__INSTRUCTIONS FOR THE TASK__. Please copy the items starting with the line that contains "For each instance of the crouching" and going on through the line that contains "For each instance of the tree", with both of those lines included and nothing else. Keep the request lines unchanged, and scale every point coordinate in the answers by 1.35, rounding to whole numbers with halves going up.

** Start of AVAILABLE RECORDS **

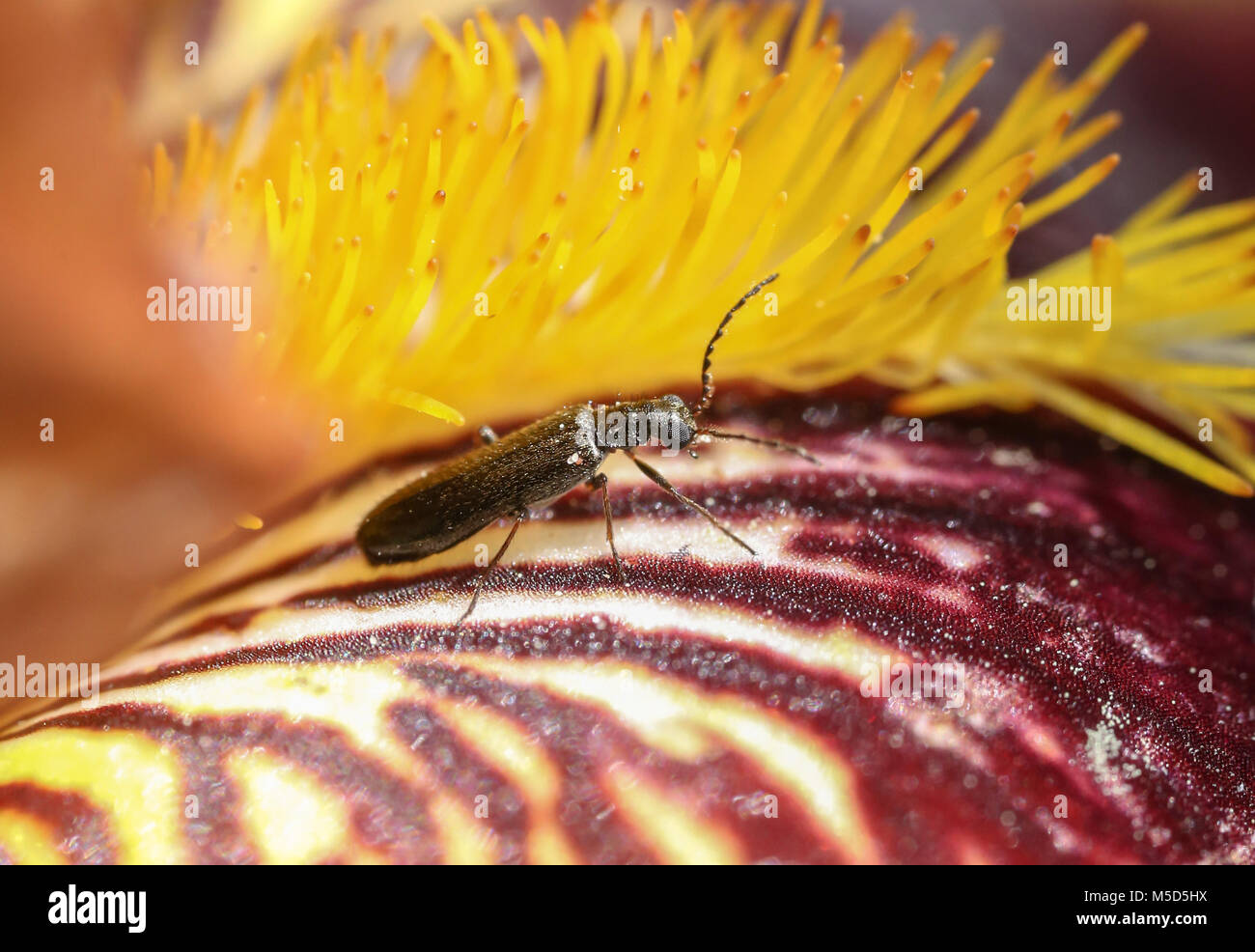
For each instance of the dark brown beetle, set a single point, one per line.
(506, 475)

** End of AVAILABLE RECORDS **
** Start of AVAILABLE RECORDS **

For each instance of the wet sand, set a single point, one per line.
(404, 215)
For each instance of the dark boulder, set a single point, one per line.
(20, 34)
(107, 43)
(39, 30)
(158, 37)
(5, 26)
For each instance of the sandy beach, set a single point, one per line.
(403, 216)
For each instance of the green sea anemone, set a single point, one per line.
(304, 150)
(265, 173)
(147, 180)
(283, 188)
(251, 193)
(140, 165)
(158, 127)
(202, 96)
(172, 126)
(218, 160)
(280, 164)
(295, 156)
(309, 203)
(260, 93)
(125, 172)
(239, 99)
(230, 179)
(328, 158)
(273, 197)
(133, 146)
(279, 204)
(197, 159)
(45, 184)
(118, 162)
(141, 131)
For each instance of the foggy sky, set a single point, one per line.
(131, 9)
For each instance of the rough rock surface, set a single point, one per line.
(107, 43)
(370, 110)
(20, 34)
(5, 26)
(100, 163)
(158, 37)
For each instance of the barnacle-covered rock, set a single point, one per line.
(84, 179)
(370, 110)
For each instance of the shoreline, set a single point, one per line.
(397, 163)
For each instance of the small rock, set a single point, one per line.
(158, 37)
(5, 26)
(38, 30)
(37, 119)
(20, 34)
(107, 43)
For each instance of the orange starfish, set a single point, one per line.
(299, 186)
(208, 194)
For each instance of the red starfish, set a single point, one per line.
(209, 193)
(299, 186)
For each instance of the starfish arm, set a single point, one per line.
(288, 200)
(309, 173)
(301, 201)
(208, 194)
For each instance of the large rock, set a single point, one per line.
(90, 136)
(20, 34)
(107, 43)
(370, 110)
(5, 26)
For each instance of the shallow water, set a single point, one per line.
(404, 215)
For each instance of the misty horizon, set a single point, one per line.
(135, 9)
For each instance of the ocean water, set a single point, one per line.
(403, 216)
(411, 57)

** End of AVAILABLE RECORDS **
** Start of AVAILABLE RECORDS **

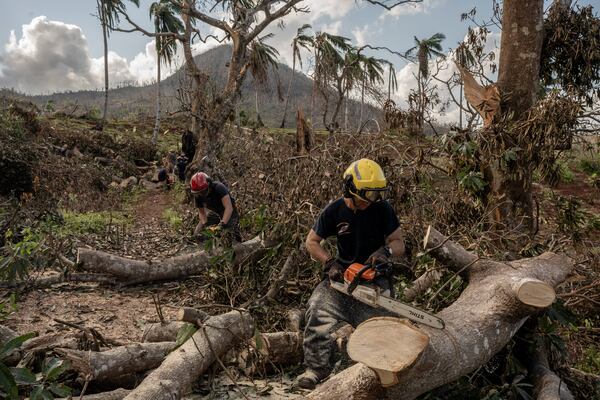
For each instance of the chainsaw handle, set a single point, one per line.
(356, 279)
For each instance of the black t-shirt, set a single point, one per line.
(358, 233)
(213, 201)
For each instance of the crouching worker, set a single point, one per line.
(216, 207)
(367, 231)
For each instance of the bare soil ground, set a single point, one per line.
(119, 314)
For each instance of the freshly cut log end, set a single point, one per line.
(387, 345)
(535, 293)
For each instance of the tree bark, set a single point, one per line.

** End of AVAILABLE RECORDS **

__CORRECT RESULT__.
For each instance of the crouching worker, set a single point, one per line.
(292, 279)
(495, 312)
For each instance of the bare soil ground, set a single point, one per line.
(161, 424)
For each instance of the freshly cut log end, set a single point, one per line.
(522, 466)
(722, 396)
For each instance of the tree bark, set a single point, one per line.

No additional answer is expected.